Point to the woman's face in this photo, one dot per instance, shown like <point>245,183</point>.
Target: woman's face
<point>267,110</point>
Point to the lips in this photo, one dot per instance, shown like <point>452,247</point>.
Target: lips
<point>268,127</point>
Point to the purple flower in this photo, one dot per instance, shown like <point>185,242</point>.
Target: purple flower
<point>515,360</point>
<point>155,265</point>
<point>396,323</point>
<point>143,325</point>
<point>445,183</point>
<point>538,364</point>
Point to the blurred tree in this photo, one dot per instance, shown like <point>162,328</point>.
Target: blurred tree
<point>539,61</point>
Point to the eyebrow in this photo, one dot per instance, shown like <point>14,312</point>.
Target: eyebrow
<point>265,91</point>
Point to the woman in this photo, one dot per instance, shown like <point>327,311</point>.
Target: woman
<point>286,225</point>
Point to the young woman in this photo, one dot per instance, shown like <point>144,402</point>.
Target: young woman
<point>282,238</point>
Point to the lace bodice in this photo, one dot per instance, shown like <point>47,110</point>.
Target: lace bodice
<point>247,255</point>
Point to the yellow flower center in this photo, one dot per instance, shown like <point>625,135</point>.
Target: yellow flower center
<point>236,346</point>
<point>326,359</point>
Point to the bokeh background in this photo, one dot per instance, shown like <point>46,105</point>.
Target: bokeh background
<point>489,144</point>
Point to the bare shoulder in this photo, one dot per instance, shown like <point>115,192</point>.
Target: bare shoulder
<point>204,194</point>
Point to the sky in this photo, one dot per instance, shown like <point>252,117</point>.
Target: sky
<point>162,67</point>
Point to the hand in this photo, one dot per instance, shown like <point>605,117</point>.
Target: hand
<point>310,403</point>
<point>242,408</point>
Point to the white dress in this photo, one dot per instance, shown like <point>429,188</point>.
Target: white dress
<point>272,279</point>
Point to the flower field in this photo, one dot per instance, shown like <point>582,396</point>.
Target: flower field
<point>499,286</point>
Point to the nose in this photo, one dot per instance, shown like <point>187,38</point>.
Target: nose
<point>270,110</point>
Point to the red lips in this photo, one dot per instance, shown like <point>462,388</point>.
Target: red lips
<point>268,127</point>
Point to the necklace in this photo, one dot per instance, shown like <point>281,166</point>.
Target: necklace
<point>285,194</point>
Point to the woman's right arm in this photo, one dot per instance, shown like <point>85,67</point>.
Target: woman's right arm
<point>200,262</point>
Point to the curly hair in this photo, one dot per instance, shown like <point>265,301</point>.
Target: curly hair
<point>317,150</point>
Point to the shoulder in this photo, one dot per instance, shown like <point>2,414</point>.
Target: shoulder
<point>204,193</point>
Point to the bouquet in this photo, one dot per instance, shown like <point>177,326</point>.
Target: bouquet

........

Wherever the string "bouquet" appears in the records, copy the whole line.

▶ _REPLY_
Point to the bouquet in this photo, one dot per instance, shown like <point>177,326</point>.
Target: bouquet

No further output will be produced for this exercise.